(Exercise): Update everything from the line containing "Above is an image. Determine if it contains any walkway" down to the line containing "236, 296, 451, 363": change "railing post" to "fence post" and leave the rest of those lines unchanged.

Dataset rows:
--- START ---
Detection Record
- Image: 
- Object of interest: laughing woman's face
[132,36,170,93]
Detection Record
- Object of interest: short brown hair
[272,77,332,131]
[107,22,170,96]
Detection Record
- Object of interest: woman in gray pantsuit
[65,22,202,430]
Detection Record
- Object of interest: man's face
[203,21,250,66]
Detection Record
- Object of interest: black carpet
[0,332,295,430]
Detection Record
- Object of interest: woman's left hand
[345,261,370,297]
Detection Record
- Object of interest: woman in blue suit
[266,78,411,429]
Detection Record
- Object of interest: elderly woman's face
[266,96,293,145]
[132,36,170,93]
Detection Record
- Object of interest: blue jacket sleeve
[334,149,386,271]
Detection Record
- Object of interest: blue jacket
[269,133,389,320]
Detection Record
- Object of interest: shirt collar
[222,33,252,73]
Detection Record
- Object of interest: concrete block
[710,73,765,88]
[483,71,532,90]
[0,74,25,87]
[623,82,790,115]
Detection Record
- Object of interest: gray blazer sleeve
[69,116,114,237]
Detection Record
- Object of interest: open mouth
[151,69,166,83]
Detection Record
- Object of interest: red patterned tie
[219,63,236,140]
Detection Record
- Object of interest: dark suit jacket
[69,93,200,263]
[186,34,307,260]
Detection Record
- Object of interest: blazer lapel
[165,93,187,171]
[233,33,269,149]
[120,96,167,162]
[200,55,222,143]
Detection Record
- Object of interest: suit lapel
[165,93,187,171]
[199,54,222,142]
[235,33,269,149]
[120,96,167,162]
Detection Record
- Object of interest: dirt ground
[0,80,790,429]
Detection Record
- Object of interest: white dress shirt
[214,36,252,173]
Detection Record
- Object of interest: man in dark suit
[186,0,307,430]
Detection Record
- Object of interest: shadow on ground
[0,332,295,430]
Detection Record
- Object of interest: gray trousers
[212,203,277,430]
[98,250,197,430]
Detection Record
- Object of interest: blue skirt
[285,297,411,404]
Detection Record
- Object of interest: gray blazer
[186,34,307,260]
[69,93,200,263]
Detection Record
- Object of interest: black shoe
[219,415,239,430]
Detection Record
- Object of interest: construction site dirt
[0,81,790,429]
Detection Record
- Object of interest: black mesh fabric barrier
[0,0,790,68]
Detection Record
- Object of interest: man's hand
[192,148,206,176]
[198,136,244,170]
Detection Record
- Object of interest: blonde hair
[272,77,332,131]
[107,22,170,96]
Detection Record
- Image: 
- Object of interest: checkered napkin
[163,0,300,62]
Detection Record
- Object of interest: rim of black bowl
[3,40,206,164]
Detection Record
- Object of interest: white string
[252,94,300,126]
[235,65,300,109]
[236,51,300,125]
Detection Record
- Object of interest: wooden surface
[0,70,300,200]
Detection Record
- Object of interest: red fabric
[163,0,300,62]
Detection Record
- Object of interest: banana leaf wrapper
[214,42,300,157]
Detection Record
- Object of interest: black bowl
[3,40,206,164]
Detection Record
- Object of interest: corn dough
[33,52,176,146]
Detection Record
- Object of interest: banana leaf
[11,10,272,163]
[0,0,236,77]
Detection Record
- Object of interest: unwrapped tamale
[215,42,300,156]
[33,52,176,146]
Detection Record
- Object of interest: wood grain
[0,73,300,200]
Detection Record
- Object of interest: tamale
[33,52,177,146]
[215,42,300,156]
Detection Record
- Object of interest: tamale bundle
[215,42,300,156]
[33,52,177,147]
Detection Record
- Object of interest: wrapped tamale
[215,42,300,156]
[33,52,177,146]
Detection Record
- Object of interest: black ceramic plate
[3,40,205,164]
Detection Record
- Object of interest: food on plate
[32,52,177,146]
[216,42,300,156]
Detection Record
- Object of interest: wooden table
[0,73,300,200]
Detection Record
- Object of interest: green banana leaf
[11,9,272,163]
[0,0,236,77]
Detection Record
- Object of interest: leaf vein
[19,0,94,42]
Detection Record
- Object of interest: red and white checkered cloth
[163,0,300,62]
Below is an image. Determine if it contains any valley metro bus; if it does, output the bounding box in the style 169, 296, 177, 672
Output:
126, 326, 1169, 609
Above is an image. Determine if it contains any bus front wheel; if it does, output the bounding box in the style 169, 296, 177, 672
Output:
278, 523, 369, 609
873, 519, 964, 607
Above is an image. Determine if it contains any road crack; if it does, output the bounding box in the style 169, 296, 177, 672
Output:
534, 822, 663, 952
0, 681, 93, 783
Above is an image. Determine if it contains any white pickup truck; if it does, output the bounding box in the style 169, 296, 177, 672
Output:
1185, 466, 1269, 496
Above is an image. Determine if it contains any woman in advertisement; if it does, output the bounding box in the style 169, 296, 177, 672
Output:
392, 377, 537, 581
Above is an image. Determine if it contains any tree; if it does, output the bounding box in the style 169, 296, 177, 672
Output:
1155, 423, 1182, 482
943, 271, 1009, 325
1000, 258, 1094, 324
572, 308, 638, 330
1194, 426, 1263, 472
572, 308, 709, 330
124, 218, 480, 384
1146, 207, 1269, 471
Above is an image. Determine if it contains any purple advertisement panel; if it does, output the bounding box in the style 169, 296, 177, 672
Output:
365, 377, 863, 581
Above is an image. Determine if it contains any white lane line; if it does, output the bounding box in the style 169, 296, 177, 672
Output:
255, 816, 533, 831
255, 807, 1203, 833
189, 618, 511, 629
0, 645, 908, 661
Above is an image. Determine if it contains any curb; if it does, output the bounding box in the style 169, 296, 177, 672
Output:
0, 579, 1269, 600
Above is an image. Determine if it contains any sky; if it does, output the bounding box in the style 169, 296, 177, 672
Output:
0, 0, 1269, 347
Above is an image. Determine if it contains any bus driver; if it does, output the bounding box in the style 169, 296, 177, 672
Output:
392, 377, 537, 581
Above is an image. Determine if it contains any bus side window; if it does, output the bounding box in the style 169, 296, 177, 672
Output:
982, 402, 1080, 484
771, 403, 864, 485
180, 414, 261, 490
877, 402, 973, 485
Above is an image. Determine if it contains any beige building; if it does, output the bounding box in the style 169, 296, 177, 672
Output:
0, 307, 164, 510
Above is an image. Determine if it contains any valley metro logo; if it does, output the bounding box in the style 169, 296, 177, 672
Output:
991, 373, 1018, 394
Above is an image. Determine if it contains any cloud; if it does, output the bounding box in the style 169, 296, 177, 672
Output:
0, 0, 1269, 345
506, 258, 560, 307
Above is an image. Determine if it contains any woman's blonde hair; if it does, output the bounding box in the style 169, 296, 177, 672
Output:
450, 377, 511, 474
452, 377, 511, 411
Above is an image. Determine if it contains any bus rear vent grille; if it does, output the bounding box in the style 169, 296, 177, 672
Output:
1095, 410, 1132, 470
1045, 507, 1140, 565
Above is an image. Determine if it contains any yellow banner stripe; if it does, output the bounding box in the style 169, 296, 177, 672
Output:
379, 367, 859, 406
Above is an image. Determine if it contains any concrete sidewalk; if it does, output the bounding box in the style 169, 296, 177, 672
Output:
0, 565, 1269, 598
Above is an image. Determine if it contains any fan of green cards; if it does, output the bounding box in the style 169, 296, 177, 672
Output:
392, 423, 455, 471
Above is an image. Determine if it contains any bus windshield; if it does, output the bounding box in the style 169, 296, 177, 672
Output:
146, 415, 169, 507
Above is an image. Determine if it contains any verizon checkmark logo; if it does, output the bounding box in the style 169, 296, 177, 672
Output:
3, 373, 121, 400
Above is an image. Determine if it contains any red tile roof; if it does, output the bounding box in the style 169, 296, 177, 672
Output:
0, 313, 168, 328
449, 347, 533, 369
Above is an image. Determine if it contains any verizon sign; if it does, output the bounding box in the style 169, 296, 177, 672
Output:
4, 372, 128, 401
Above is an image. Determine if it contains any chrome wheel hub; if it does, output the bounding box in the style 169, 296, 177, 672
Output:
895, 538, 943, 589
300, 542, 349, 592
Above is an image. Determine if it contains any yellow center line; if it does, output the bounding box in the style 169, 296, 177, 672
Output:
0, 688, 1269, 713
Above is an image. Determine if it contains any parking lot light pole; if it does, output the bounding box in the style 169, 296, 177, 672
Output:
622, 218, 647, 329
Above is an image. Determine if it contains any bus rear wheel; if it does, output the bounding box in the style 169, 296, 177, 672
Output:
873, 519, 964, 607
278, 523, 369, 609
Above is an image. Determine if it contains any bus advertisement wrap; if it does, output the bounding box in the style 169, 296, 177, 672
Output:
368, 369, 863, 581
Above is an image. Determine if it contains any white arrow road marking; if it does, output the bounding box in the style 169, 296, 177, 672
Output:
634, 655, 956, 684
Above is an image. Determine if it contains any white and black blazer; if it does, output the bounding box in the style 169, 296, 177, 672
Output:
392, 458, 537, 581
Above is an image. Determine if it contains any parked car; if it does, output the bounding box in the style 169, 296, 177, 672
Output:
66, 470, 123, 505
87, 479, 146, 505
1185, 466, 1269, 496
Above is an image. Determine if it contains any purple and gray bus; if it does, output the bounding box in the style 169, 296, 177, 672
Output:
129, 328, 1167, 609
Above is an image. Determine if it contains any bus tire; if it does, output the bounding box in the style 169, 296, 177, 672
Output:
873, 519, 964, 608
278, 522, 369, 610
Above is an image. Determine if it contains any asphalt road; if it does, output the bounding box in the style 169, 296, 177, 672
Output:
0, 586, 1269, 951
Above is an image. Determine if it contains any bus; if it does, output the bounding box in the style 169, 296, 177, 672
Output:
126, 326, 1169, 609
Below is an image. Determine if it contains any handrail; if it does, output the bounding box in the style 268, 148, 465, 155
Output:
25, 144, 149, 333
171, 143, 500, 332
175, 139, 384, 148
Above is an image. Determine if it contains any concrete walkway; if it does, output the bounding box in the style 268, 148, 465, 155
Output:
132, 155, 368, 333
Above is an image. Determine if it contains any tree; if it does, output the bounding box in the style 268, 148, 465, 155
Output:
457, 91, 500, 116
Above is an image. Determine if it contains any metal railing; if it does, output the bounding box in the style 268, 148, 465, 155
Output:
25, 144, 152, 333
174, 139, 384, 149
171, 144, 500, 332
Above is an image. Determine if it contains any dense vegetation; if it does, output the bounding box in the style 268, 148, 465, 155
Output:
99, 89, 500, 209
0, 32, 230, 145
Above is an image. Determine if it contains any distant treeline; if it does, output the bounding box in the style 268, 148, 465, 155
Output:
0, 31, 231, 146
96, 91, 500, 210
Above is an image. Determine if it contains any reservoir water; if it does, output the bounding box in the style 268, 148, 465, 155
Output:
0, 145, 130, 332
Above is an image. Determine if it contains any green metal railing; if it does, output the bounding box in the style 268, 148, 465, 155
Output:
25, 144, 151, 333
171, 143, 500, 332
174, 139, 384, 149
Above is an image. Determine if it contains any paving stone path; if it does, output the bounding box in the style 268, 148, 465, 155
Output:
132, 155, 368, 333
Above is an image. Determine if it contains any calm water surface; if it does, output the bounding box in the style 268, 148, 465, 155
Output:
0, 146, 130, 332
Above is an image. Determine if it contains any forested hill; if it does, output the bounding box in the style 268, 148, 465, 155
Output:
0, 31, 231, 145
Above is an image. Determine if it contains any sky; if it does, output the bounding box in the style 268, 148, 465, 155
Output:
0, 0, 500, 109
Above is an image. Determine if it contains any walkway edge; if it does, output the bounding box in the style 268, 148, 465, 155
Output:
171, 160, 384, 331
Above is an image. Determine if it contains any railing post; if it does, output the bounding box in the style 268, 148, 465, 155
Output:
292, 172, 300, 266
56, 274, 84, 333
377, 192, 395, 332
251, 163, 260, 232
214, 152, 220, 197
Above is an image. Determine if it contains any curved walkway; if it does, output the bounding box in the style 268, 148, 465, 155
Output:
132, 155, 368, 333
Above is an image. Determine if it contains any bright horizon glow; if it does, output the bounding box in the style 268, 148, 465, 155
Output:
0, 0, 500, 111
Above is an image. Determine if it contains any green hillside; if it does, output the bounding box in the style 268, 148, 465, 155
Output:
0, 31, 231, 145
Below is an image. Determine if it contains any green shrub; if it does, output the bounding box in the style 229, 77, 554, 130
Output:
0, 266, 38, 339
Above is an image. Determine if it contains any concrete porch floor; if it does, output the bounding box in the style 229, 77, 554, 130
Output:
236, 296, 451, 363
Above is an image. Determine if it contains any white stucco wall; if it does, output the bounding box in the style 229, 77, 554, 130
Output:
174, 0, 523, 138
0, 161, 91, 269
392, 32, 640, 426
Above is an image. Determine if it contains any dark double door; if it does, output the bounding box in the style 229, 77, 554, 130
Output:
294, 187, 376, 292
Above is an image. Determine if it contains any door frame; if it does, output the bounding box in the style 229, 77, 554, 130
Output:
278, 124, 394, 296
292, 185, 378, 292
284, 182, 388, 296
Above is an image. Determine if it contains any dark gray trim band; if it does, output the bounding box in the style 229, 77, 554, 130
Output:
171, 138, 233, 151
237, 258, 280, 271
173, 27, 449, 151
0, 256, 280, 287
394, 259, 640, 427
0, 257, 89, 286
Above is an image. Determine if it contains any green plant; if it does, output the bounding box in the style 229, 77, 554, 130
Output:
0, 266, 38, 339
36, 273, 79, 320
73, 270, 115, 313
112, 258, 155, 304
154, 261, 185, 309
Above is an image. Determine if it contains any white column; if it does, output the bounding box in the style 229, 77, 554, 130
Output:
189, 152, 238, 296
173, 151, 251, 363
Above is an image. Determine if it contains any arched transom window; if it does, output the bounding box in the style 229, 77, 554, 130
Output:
--- END ---
(The output):
Above is an image. Determine if it contains any walkway edge; if it does, output the bounding box in the style 268, 148, 465, 155
Output:
171, 160, 384, 331
Above is an image. Determine if it contains any fence post; if it does, output the bounding box in the style 268, 148, 465, 155
Output:
292, 172, 300, 266
56, 274, 84, 333
377, 192, 395, 332
251, 163, 260, 232
214, 152, 220, 197
Above is an image. Determine if it contains any curved walkway; if it does, output the bounding box in the style 268, 148, 465, 155
Output:
132, 155, 368, 333
Above is an image. Determine if it contains any bright horizon glow; if it does, output the bounding box in the style 268, 148, 465, 155
Output:
0, 0, 500, 111
Above is an image. Determine if it contains any green hillside; if it does, output the bounding box in the style 268, 148, 465, 155
Output:
0, 31, 231, 145
Below is an image. Determine if it contains any green shrub; if it does, output the bounding box in the style 229, 77, 554, 130
Output:
0, 266, 38, 339
Above is an image. Determine if it contains any concrete porch floor; if it does, output the bounding box in the style 229, 77, 554, 130
Output:
236, 296, 451, 363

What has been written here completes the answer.